### Text

============================================================

# Saturn burning oil and fouling plugs



## wahoowad (Sep 7, 2010)

I think I recall we have a couple Saturn experts here. Probably pertains to most any car. Our 2000 Saturn 4 cyl. burns oil. I usually see a nice white cloud when I start it in the morning but have never noticed it burning oil while following my wife driving it. I check the oil and have to put a quart in every couple weeks. It isn't leaking, must be burning it.

A few weeks ago it started missing bad. I found several plugs completely fouled with crusty white residue that (according to a spark plug guide) says it is due to burning oil. I replaced the plugs and it ran fine. Now, maybe a month or so later, it is starting to miss again at high RPMs. I check the plugs and can see all developing white crust but look good enough to clean off and put back in. Some worse than others. Is there a treatment to add or something I can do short of fixing the internal oil leak to keep the plugs from fouling at such a fast rate? Adding oil was OK but pulling and cleaning/replacing these plugs isn't going to cut it. Car runs like a top except for this!


----------



## ANeat (Sep 7, 2010)

It really depends on how its (oil) getting into the combustion chamber.   It could be something as simple as valve guide seals,  valve guides worn or something as bad as the rings/cylinders wore.

 How many miles are on the car??  How many miles between "quarts"


   A compression test would be a good start.  Or just get used to adding oil and cleaning spark plugs


----------



## wahoowad (Sep 7, 2010)

engine has between 110k and 120k. I suspect it is valve guide seals allowing oil to get past. Maybe 1000 miles between quarts, if that much. Just back and forth to work every 3 weeks or so.


----------



## ANeat (Sep 8, 2010)

Thats really not too high of miles for todays engines.  I dont know if Saturns have a rep for wearing out rings or some other problem.

 If its valve seals its not too bad of a DIY job with a few of the right tools.  If the valve guides themselves are wore the head would need to come off.    A good indicator of bad valve seals is if you get a puff of blue smoke when you let off the accelerator when slowing down.  The engine vacuum goes high and draws oil down past the valve guides.   


   I assume its all cylinders that are fouling the plugs?


----------



## wahoowad (Sep 8, 2010)

yes, all cylinders. some slightly worse than others but none are clean.


----------



## heatwise (Sep 8, 2010)

sounds familiar. i have a 1995 sc2 with about 150.000 mi. i clean out the throttle body about every 3 months. after the clean out i check the plugs. im noticing that when the oil level falls to the low level on the dip stick it seems to smoke more?. this oil consumption of about 1 quart every 1000 mi or so has been with the car scince it was new. our other saturn is a 2002 and doesnt have an oil consumption issue. pete


----------



## woodsman23 (Sep 8, 2010)

============================================================

### Recorded information
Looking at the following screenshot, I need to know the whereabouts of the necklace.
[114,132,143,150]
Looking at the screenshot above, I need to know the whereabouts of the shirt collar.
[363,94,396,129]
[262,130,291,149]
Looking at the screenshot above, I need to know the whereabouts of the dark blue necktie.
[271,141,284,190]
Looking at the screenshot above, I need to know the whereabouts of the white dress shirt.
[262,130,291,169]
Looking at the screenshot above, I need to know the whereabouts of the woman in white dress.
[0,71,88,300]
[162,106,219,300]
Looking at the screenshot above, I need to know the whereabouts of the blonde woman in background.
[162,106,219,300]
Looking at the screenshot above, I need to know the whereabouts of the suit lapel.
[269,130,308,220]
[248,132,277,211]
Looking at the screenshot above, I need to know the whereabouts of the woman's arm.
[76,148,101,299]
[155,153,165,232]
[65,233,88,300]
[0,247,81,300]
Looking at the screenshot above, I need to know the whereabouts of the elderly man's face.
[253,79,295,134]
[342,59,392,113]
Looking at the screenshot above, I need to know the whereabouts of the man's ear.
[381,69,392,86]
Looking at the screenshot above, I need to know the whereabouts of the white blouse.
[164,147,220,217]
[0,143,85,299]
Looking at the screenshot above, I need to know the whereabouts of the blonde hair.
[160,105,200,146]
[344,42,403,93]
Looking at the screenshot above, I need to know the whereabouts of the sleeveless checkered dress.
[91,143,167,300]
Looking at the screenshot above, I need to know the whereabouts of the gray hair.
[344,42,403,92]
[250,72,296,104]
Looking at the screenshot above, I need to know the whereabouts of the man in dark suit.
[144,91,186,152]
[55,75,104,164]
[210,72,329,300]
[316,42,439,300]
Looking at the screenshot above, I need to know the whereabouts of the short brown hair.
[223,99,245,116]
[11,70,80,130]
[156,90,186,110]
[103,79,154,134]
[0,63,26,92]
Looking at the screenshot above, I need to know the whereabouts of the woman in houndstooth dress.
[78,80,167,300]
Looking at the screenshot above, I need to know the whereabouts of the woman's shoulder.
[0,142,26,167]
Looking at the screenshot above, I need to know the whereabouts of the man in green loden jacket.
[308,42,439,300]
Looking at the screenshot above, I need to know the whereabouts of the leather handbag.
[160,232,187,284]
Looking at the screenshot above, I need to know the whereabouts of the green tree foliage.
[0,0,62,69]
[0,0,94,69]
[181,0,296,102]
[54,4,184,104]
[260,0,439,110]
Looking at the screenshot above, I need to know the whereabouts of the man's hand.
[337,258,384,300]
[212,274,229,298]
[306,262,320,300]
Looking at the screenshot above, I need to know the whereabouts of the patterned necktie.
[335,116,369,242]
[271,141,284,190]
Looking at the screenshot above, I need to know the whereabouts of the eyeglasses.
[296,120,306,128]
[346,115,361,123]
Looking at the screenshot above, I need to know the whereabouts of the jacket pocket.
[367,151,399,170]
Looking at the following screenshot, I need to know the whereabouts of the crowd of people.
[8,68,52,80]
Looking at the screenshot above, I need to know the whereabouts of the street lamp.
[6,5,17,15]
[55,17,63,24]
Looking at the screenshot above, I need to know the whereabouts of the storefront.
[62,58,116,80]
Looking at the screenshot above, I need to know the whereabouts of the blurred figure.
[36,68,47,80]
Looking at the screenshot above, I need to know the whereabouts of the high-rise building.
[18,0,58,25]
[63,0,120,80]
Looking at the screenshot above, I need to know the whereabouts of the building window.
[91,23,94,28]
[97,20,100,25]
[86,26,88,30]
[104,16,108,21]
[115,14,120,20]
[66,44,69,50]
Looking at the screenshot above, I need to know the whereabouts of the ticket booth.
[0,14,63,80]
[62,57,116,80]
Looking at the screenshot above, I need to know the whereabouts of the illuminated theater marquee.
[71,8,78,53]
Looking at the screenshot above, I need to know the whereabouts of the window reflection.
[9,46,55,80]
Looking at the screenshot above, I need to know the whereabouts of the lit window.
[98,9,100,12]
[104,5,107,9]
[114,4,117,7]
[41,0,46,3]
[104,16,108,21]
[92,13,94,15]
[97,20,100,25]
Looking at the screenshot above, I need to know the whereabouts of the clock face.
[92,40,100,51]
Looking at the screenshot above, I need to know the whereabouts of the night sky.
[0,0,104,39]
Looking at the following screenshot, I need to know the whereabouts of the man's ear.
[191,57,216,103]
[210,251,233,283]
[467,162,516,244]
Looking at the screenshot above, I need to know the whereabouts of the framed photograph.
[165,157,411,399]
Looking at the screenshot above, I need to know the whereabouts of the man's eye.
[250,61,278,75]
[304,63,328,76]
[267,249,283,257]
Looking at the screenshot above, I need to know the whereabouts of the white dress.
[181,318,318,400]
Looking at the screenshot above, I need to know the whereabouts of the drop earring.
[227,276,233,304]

============================================================

### Problem A
In the Saturn oil thread, how many miles did wahoowad say the engine had?
### Problem B
Rewrite the lines of the records as a JSON list of strings, one per line, starting from the line with "the jacket pocket." up to and including the line with "[9,46,55,80]".

### Correct response A
Between 110k and 120k.

### Correct response B
[
  "Looking at the screenshot above, I need to know the whereabouts of the jacket pocket.",
  "[367,151,399,170]",
  "Looking at the following screenshot, I need to know the whereabouts of the crowd of people.",
  "[8,68,52,80]",
  "Looking at the screenshot above, I need to know the whereabouts of the street lamp.",
  "[6,5,17,15]",
  "[55,17,63,24]",
  "Looking at the screenshot above, I need to know the whereabouts of the storefront.",
  "[62,58,116,80]",
  "Looking at the screenshot above, I need to know the whereabouts of the blurred figure.",
  "[36,68,47,80]",
  "Looking at the screenshot above, I need to know the whereabouts of the high-rise building.",
  "[18,0,58,25]",
  "[63,0,120,80]",
  "Looking at the screenshot above, I need to know the whereabouts of the building window.",
  "[91,23,94,28]",
  "[97,20,100,25]",
  "[86,26,88,30]",
  "[104,16,108,21]",
  "[115,14,120,20]",
  "[66,44,69,50]",
  "Looking at the screenshot above, I need to know the whereabouts of the ticket booth.",
  "[0,14,63,80]",
  "[62,57,116,80]",
  "Looking at the screenshot above, I need to know the whereabouts of the illuminated theater marquee.",
  "[71,8,78,53]",
  "Looking at the screenshot above, I need to know the whereabouts of the window reflection.",
  "[9,46,55,80]"
]